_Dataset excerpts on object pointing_
------

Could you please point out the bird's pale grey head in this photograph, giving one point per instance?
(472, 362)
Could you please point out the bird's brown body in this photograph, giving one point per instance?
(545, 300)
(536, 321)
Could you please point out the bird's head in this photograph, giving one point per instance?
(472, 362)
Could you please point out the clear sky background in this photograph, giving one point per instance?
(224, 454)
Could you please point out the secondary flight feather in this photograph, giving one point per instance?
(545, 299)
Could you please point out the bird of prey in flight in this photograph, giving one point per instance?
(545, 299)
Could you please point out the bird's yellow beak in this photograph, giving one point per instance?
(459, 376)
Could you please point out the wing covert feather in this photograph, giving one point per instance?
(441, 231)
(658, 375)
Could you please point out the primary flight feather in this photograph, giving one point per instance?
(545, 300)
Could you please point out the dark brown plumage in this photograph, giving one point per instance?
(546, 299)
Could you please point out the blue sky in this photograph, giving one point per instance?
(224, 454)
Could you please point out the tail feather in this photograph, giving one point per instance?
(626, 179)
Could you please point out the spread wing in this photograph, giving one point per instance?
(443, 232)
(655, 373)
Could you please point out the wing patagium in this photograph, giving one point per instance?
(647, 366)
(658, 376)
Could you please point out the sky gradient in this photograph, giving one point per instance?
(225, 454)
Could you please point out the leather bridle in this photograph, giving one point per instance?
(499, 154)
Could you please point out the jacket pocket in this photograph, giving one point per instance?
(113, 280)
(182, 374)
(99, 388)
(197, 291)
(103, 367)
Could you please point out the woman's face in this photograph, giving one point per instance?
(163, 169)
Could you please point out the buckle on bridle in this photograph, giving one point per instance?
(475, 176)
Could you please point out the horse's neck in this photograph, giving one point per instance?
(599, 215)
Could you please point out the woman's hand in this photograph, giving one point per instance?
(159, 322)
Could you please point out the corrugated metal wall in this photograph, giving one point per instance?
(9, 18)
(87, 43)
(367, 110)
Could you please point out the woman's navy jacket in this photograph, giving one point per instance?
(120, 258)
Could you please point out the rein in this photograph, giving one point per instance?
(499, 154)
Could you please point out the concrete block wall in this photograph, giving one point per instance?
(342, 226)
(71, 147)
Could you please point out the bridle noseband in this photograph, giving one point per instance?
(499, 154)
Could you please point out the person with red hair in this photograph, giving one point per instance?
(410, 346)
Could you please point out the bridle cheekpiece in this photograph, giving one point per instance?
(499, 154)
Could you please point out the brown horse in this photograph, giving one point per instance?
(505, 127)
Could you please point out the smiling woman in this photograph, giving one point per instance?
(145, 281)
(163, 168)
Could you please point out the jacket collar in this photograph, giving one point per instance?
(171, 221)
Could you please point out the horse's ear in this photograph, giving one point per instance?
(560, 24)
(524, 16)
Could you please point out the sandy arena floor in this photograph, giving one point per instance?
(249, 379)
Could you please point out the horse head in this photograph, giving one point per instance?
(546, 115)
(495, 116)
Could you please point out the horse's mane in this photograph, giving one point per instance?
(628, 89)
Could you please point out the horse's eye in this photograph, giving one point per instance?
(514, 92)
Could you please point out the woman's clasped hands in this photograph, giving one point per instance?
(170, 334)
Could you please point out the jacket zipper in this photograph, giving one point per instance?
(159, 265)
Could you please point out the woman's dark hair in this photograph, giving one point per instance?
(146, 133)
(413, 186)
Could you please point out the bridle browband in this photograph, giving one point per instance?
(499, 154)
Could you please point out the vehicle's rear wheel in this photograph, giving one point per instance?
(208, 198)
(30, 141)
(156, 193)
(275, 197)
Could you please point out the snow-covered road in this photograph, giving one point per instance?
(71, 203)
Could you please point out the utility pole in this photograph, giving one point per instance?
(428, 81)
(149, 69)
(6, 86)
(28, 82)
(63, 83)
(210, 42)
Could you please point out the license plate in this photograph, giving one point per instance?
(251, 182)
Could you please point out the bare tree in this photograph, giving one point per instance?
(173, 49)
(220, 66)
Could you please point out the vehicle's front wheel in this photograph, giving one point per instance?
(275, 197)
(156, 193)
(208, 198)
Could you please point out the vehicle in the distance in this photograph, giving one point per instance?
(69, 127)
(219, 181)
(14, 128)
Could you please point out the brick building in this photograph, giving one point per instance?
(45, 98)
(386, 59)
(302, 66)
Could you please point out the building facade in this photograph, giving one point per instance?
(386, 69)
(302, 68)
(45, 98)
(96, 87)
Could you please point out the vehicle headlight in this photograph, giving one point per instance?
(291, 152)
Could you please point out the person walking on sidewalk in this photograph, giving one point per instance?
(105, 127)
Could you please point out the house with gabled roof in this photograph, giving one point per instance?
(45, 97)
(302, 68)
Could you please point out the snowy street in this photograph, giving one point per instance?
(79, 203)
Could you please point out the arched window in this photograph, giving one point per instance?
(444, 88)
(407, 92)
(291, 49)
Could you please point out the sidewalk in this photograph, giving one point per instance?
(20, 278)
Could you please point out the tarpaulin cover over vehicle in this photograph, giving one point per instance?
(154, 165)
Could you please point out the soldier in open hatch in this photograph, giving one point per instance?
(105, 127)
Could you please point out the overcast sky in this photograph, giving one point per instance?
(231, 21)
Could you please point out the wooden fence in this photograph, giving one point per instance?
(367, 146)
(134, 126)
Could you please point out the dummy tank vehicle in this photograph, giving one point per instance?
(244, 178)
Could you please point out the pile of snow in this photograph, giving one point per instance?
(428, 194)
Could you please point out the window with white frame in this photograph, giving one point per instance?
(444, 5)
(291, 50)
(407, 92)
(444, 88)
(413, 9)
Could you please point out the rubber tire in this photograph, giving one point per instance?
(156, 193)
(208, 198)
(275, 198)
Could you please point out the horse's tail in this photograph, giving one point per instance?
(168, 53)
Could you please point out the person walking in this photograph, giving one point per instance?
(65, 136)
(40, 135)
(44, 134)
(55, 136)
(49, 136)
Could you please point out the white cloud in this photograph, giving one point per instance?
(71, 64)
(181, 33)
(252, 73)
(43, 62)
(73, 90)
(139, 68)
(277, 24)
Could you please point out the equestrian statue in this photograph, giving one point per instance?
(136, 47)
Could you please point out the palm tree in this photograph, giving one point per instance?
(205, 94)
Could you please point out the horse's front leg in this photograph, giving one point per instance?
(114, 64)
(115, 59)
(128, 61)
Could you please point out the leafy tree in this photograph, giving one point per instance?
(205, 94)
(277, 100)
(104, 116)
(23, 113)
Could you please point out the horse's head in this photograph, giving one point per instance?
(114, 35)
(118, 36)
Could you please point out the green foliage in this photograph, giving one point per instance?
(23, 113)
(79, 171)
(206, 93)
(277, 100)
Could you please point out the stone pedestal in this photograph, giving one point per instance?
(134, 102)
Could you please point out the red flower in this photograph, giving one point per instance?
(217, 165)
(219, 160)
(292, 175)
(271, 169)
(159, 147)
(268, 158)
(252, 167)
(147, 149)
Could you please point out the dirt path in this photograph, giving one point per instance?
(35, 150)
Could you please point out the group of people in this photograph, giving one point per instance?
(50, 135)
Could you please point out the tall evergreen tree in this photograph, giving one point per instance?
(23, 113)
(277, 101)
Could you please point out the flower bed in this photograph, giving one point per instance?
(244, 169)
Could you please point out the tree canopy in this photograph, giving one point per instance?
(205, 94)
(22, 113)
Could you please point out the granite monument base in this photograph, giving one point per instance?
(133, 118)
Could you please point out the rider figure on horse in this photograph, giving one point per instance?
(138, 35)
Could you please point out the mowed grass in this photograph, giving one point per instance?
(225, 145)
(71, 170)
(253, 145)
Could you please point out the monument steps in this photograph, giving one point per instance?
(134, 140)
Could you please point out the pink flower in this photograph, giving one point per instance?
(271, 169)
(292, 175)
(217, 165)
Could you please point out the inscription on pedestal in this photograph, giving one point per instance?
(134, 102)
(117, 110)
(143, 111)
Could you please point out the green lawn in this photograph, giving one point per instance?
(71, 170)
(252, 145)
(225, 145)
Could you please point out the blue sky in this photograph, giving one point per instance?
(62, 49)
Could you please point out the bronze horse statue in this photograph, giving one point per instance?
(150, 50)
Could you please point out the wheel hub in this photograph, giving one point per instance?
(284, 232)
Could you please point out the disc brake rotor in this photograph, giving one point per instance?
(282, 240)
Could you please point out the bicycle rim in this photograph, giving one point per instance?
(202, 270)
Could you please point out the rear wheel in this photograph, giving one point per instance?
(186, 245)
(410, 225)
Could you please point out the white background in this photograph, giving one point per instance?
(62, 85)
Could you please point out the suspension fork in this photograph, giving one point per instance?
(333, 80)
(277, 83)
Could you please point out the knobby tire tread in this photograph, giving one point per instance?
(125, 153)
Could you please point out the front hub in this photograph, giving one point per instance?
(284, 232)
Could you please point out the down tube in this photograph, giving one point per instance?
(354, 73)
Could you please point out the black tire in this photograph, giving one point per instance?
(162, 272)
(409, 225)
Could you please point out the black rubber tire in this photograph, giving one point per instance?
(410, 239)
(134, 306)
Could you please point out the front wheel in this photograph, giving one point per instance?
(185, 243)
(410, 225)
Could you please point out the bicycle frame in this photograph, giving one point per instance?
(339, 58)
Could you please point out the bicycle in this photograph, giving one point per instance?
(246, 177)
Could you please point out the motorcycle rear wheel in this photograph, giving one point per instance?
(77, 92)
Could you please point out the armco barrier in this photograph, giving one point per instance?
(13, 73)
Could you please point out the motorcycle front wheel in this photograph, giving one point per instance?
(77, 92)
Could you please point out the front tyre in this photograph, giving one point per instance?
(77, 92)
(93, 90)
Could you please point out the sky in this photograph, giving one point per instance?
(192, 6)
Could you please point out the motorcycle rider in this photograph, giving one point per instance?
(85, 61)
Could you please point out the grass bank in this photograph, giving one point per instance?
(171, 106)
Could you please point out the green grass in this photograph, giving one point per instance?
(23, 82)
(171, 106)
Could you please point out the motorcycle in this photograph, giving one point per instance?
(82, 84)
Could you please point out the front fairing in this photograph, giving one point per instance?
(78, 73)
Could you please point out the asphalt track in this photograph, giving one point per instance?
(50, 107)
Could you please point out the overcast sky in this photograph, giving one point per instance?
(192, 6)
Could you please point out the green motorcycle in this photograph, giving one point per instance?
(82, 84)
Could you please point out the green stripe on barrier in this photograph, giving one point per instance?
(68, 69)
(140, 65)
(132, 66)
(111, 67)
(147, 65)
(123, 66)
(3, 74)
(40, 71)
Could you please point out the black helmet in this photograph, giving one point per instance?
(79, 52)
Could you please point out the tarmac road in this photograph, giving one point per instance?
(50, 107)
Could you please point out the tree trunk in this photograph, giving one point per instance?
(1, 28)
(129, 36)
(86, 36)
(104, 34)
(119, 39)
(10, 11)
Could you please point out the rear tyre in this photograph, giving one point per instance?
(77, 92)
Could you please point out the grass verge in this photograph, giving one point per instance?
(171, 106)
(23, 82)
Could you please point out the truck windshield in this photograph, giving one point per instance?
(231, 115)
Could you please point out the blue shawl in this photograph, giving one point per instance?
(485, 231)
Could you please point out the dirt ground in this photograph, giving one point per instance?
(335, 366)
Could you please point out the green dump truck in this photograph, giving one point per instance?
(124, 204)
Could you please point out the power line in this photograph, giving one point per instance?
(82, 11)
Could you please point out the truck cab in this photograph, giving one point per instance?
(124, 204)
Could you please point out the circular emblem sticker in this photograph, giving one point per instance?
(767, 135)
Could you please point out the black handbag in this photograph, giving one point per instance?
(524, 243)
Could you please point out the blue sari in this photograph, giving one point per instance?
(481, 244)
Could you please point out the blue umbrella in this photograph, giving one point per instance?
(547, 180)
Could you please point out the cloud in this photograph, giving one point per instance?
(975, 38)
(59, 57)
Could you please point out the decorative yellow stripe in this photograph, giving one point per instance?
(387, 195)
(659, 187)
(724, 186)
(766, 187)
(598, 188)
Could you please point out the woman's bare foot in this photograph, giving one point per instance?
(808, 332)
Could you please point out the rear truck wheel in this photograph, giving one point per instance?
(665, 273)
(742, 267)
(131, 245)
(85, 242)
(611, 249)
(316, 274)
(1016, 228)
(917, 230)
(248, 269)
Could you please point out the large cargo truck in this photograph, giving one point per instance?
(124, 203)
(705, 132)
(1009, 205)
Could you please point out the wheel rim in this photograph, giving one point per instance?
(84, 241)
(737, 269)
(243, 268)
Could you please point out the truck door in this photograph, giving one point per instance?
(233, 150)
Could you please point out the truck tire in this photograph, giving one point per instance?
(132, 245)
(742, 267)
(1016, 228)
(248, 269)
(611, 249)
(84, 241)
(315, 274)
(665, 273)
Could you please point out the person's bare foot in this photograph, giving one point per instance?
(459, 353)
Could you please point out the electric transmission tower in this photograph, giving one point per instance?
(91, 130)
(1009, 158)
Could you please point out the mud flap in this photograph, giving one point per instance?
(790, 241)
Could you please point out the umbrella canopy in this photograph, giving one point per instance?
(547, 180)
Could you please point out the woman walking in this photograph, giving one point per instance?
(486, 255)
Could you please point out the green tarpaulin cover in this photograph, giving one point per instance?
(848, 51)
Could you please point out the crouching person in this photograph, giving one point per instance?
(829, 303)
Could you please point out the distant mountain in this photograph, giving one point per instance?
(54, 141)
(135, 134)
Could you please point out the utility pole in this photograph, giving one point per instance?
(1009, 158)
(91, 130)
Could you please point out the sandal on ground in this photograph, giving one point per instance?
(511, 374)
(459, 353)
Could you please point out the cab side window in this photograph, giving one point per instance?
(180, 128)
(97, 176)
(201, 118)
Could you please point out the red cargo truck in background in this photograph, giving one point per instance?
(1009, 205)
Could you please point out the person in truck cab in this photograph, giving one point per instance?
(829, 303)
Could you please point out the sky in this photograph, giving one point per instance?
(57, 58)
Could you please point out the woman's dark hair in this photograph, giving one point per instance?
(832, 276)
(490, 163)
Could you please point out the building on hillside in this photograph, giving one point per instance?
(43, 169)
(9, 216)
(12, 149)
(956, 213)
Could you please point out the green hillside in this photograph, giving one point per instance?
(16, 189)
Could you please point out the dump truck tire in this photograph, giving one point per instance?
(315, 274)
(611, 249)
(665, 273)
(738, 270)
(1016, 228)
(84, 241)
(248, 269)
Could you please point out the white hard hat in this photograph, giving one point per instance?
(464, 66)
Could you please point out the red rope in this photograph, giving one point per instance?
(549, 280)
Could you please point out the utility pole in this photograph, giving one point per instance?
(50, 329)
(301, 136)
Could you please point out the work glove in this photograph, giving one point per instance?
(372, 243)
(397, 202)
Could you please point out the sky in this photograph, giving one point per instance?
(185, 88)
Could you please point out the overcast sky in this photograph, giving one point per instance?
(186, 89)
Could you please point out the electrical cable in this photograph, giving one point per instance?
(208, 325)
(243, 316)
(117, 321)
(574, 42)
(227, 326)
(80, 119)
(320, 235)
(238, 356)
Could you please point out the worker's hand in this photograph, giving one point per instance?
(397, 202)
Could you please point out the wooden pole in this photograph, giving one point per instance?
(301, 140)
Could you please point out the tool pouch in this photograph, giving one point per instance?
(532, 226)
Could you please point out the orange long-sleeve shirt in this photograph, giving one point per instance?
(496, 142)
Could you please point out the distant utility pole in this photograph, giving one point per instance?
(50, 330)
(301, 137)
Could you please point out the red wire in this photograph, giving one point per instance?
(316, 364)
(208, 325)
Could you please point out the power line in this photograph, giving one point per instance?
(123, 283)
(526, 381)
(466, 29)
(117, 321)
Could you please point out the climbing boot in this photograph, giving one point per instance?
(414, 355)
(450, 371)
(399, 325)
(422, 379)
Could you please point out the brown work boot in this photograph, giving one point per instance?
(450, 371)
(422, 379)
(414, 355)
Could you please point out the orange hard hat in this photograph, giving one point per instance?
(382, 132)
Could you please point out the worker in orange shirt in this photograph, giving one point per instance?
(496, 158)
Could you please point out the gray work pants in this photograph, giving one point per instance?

------

_AIM OF THE EXERCISE_
Restate word for word the lines from the one holding "Could you please point out the white hard" to the end of the listing, both ends included, and nothing more.

_THE RESPONSE_
Could you please point out the white hard hat in this photograph, giving one point per instance?
(464, 66)
Could you please point out the red rope in this photograph, giving one point per instance?
(549, 280)
Could you please point out the utility pole in this photograph, giving one point per instance?
(50, 329)
(301, 136)
Could you please point out the work glove in this photograph, giving one point per instance?
(372, 243)
(397, 202)
Could you please point out the sky in this photograph, giving one point per instance?
(185, 88)
Could you please point out the overcast sky in this photograph, giving one point per instance?
(186, 89)
Could you please point out the electrical cable in this photograph, giving one point per instance?
(208, 325)
(243, 316)
(117, 321)
(574, 42)
(227, 326)
(80, 119)
(320, 235)
(238, 356)
Could you please point out the worker's hand in this photograph, giving one point per instance?
(397, 202)
Could you please point out the wooden pole in this photograph, giving one point per instance?
(301, 140)
Could you please point out the tool pouch in this photograph, giving one point per instance?
(532, 226)
Could you please point out the orange long-sleeve shirt in this photograph, giving one point per instance?
(496, 142)
Could you please point out the distant utility pole in this photograph, giving one point per instance?
(50, 330)
(301, 137)
Could you please point out the red wire in this photograph, giving one point per instance?
(316, 364)
(208, 325)
Could you please point out the power line in this photograph, giving one point per instance?
(123, 283)
(526, 381)
(466, 29)
(117, 321)
Could you please point out the climbing boot in this photograph, giving one point per instance?
(414, 355)
(450, 371)
(399, 325)
(422, 379)
Could you please point out the brown work boot in this photograph, giving one point per instance?
(450, 371)
(422, 379)
(414, 355)
Could you please point out the orange hard hat in this photograph, giving one point per instance?
(382, 132)
Could you please point out the worker in orange shirt in this photograph, giving one point per instance?
(496, 158)
Could you please point out the gray work pants in this photograph, giving one point per instance?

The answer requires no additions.